Exercise aim: Transcribe, without alteration, the line that includes "Need: a point" and each line after it until the records end, omitting all that precede it.

***** Supplied records *****

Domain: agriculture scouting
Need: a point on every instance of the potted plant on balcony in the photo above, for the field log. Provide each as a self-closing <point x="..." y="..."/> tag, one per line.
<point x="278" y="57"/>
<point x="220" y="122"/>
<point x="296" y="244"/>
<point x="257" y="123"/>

*****

Answer:
Need: a point on every instance of the potted plant on balcony in the photo above, for the field log. Provide each as a self-closing <point x="..." y="..."/> tag, one per line.
<point x="278" y="57"/>
<point x="220" y="122"/>
<point x="296" y="244"/>
<point x="257" y="123"/>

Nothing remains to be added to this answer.